Point annotation data:
···

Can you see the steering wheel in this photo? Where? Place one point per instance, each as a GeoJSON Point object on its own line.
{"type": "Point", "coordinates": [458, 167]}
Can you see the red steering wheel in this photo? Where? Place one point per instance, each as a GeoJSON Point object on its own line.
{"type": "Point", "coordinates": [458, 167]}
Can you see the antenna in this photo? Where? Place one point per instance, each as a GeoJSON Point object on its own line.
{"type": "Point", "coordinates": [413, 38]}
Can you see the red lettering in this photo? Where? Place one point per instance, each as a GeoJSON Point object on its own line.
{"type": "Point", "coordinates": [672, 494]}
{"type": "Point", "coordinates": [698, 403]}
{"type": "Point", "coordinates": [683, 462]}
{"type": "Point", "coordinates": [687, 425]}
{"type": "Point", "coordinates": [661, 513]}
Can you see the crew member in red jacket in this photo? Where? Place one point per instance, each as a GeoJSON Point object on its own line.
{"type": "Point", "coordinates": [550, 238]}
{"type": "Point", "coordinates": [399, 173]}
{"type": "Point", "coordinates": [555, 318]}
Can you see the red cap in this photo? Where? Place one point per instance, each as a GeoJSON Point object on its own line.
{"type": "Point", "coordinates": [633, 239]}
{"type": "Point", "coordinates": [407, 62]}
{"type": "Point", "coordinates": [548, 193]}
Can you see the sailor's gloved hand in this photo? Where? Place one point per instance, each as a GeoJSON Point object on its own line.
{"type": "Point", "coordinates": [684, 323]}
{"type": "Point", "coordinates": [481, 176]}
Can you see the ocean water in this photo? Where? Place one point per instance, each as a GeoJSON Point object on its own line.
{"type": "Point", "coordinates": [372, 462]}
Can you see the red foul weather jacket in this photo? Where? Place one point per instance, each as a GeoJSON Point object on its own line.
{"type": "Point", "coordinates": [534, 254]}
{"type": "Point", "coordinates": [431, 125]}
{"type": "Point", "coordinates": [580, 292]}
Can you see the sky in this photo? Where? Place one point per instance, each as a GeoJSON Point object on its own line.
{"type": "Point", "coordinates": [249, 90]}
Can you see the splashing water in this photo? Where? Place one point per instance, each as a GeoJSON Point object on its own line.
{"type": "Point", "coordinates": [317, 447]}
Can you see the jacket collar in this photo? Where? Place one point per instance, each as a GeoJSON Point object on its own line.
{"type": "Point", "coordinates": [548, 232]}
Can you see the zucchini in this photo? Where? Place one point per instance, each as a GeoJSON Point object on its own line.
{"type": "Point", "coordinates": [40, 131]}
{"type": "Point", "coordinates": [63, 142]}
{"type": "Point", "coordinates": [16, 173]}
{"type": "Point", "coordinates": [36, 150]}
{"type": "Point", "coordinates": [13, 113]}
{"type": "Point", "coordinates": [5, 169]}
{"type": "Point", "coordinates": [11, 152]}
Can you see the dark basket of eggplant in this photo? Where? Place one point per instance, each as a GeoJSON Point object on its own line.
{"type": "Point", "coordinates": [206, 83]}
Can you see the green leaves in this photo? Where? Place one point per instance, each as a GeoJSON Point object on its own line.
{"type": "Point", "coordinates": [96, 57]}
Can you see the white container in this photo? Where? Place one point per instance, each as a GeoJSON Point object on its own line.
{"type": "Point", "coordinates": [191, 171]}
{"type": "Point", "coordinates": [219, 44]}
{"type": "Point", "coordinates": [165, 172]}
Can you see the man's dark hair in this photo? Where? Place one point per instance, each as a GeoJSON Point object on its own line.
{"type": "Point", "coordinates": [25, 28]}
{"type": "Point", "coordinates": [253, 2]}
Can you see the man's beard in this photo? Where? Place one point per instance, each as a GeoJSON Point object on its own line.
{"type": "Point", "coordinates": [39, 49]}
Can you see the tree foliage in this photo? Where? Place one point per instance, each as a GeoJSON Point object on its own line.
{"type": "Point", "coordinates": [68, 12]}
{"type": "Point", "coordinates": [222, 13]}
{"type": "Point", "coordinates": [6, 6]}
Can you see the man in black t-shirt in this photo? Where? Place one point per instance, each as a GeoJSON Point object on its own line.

···

Format the items above as a numbered list, omitting any blank lines.

• Answer to the exercise:
1. Can you see the steering wheel in this photo? Where? Place one point per instance, each as a GeoJSON Point object on its own line.
2. {"type": "Point", "coordinates": [458, 167]}
3. Can you see the red steering wheel in this photo? Where? Place one point per instance, each as a GeoJSON Point object on its own line.
4. {"type": "Point", "coordinates": [458, 167]}
5. Can you see the antenna in this photo? Where? Place one point per instance, each as a GeoJSON Point object on its own line.
6. {"type": "Point", "coordinates": [413, 38]}
7. Can you see the red lettering in this photo? Where? Place one point per instance, each as a GeoJSON Point object on its own line.
8. {"type": "Point", "coordinates": [672, 494]}
9. {"type": "Point", "coordinates": [698, 403]}
10. {"type": "Point", "coordinates": [683, 462]}
11. {"type": "Point", "coordinates": [687, 425]}
12. {"type": "Point", "coordinates": [661, 513]}
13. Can you see the crew member in red jacket in this photo? Where? Place one point per instance, each as a GeoJSON Point object on its own line.
14. {"type": "Point", "coordinates": [550, 238]}
15. {"type": "Point", "coordinates": [399, 173]}
16. {"type": "Point", "coordinates": [555, 318]}
17. Can you see the red cap in this photo? Where? Place one point per instance, each as a GeoJSON Point object on its own line.
18. {"type": "Point", "coordinates": [633, 239]}
19. {"type": "Point", "coordinates": [407, 62]}
20. {"type": "Point", "coordinates": [548, 193]}
21. Can you see the sailor's gloved hand in this photo? Where? Place one point per instance, each as a GeoJSON Point object on its own line.
22. {"type": "Point", "coordinates": [684, 323]}
23. {"type": "Point", "coordinates": [481, 176]}
24. Can you see the ocean water in this photo? Where? Place one point per instance, each as a GeoJSON Point object on its own line.
25. {"type": "Point", "coordinates": [372, 462]}
26. Can you see the red foul weather jacket in this photo? Where? Place one point per instance, each as a GeoJSON Point object on its own line.
27. {"type": "Point", "coordinates": [534, 254]}
28. {"type": "Point", "coordinates": [431, 125]}
29. {"type": "Point", "coordinates": [580, 292]}
30. Can you see the sky in this photo? Where? Place one point per instance, each as a GeoJSON Point object on its own line.
31. {"type": "Point", "coordinates": [249, 90]}
32. Can you see the splashing water in this photo? Where? Place one point per instance, each as a GeoJSON Point object on its own line.
33. {"type": "Point", "coordinates": [317, 447]}
34. Can you see the jacket collar in this photo? Where? Place one point per instance, each as a GeoJSON Point object on its own line.
35. {"type": "Point", "coordinates": [548, 232]}
36. Can you see the zucchini in this photo? Where? Place one point per instance, each as a GeoJSON Point object on its own line.
37. {"type": "Point", "coordinates": [40, 131]}
38. {"type": "Point", "coordinates": [63, 142]}
39. {"type": "Point", "coordinates": [16, 173]}
40. {"type": "Point", "coordinates": [36, 150]}
41. {"type": "Point", "coordinates": [13, 113]}
42. {"type": "Point", "coordinates": [5, 169]}
43. {"type": "Point", "coordinates": [11, 152]}
44. Can you see the dark basket of eggplant in this photo? Where? Place one point per instance, each as a GeoJSON Point object on its own line.
45. {"type": "Point", "coordinates": [206, 83]}
46. Can you see the green leaves in this photo? Where? Place one point per instance, each as a GeoJSON Point object on its own line.
47. {"type": "Point", "coordinates": [96, 57]}
48. Can you see the white container in this photo? Where? Place one point per instance, each as a GeoJSON Point object on its own line.
49. {"type": "Point", "coordinates": [191, 171]}
50. {"type": "Point", "coordinates": [219, 44]}
51. {"type": "Point", "coordinates": [165, 172]}
52. Can you see the man's dark hair in this photo? Where? Place one point per instance, each as a GeoJSON Point object on its own line.
53. {"type": "Point", "coordinates": [25, 28]}
54. {"type": "Point", "coordinates": [253, 2]}
55. Can you see the man's beard in this photo? Where? Place one point per instance, each as a GeoJSON Point object on its own line.
56. {"type": "Point", "coordinates": [39, 49]}
57. Can you see the tree foliage in this photo? Where? Place one point per instance, each as a GeoJSON Point object on its own line.
58. {"type": "Point", "coordinates": [68, 12]}
59. {"type": "Point", "coordinates": [222, 13]}
60. {"type": "Point", "coordinates": [6, 6]}
61. Can you see the man in black t-shirt in this photo? Where? Place one point per instance, each as a GeoJSON Point object on its own line.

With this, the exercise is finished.